**TEXTO PROPORCIONADO**
- - -

# Buscando Display Manager

## edgar_uriel84

Hola, pues ando buscando un Display Manager que sea ligero, no busco GDM o KDM que son gigantes y hasta hacen café si se lo pides   :Laughing: 

Hoy día uso SLiM la bronca es que me esta dando un problema pues a veces las consolas normales se alentan :-s (si las que no tienen nada que ver con el gráfico), cuando quito SLiM todo funciona de nuevo sin complicaciones. Además SLiM esta un poco abandonado últimamente.

Estoy probando Qingy, pero me da un error al combinarlo con FBsplash, nada que intervenga en el funcionamiento pero no me gustan los errores, además creo que aun esta algo verde (a veces hace cosas raras) y arriesgarme a que dejen de funcionar mis consolas es demasiado. Sin embargo Qingy es una gran idea, en unos años seguro lo uso, por ahora alguien recomiendeme un Display Manager ligero y que no se vea tan feo como XDM  :Cool: 

----------

## killokepasa

wdm[wings display manager] al menos en DEB lo tenemos...  :Idea: 

----------

## natxoblogg

yo utilizo el xdm y va niquelado y no es feo. busca temas o maquealo. queda la mar de bien.

----------

## i92guboj

También está entrance, supongo que estará en el overlay de enlightenment. Solo lo menciono por añadir otra opción, en realidad no me gusta, ni ese ni ningún otro, pero los demás ya los han nombrado :p

----------

## edgar_uriel84

Gracias por sus comentarios, wdm me parece buena opción lo que me pareció genial fue este comentario:

 *natxoblogg wrote:*   

> yo utilizo el xdm y va niquelado y no es feo. busca temas o maquealo. queda la mar de bien.

 

Ahora mismo veo que onda para personalizarlo ver si puedo ponerle una imagen de fondo o algo, si conoces por ahí algún sitio con temas estaría bien, de primera vista buscando "xdm themes" no hay nada inmediato. 

Saludos.

----------

## gringo

pues a mi xdm me parece horrible y mas dificil de maquear que los demás.

hay otro llamado slim que lo usé durante algún tiempo, debe ser igual de ligero que xdm. 

Slim está en portage y hay temas disponibles tb., por si le quieres echar un vistazo.

- - -

**ENTRADAS DE DATOS**
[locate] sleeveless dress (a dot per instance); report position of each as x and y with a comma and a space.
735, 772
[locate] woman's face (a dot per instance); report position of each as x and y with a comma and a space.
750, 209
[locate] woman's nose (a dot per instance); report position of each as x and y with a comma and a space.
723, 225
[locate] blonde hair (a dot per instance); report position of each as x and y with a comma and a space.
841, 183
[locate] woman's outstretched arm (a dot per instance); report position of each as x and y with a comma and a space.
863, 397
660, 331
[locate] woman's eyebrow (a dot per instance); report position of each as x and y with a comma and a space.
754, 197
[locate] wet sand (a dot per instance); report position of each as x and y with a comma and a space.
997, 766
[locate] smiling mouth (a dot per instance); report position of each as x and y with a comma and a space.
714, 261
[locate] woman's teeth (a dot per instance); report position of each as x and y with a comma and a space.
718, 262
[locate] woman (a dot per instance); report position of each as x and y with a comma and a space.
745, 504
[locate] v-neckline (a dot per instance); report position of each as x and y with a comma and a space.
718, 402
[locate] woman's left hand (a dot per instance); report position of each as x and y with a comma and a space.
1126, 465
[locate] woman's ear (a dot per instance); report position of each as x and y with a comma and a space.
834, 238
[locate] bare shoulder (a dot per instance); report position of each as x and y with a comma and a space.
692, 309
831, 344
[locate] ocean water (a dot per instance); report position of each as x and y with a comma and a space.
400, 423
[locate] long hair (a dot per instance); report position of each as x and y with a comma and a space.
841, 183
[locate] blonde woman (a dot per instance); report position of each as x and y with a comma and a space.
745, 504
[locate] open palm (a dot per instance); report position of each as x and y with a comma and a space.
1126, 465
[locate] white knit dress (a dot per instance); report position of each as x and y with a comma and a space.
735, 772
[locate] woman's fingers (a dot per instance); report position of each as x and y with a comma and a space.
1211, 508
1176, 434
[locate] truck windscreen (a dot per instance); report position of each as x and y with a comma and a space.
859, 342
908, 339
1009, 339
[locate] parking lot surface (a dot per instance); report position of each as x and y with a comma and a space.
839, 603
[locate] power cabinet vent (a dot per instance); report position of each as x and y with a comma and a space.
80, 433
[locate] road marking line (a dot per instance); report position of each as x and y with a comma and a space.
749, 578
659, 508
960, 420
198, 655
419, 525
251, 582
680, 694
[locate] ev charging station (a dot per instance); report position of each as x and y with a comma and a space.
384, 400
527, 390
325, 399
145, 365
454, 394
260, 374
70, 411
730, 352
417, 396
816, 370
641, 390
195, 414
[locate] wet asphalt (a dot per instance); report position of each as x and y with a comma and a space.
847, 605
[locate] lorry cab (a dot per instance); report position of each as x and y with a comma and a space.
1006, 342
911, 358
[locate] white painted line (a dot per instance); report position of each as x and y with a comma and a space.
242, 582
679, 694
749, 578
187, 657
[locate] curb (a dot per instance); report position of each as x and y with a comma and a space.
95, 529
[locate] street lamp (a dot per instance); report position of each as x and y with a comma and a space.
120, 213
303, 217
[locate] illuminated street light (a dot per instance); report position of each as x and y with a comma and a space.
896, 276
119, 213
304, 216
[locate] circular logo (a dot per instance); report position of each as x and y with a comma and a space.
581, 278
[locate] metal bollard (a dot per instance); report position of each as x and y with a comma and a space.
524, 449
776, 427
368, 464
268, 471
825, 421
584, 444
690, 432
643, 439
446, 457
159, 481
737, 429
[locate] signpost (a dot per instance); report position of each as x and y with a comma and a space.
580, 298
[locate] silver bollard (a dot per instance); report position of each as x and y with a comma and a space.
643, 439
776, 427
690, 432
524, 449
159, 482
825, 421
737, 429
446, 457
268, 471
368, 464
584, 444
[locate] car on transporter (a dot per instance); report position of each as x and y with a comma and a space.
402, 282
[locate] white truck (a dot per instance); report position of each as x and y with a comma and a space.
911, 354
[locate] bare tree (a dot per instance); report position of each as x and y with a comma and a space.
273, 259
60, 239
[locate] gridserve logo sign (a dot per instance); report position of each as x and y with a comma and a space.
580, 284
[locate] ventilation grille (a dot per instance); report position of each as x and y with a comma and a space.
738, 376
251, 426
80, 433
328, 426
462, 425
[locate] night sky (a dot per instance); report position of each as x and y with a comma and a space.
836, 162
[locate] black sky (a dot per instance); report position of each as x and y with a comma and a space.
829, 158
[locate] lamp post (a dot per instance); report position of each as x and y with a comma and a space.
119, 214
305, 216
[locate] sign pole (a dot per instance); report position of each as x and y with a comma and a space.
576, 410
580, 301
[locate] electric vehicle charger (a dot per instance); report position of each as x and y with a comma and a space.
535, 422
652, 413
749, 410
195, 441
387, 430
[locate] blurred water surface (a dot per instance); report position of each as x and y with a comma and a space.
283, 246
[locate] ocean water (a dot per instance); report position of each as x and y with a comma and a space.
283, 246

- - -

**PROBLEMAS POR RESOLVER**
a) Según el hilo del foro sobre gestores de pantalla, ¿por qué edgar_uriel84 quiere dejar de usar SLiM? Responde en una a tres oraciones.
b) En el hilo del foro sobre gestores de pantalla, ¿en qué overlay supone i92guboj que estará entrance?
c) Transcribe el fragmento del hilo del foro sobre gestores de pantalla que va desde "pues a mi xdm" hasta "echar un vistazo.", ambos incluidos.

**SOLUCIONES POR TAREA**
a) Porque a veces SLiM hace que las consolas normales se vuelvan lentas, y al quitarlo todo vuelve a funcionar sin complicaciones. Además, considera que SLiM está un poco abandonado últimamente.

b) En el overlay de enlightenment.

c)
pues a mi xdm me parece horrible y mas dificil de maquear que los demás.

hay otro llamado slim que lo usé durante algún tiempo, debe ser igual de ligero que xdm. 

Slim está en portage y hay temas disponibles tb., por si le quieres echar un vistazo.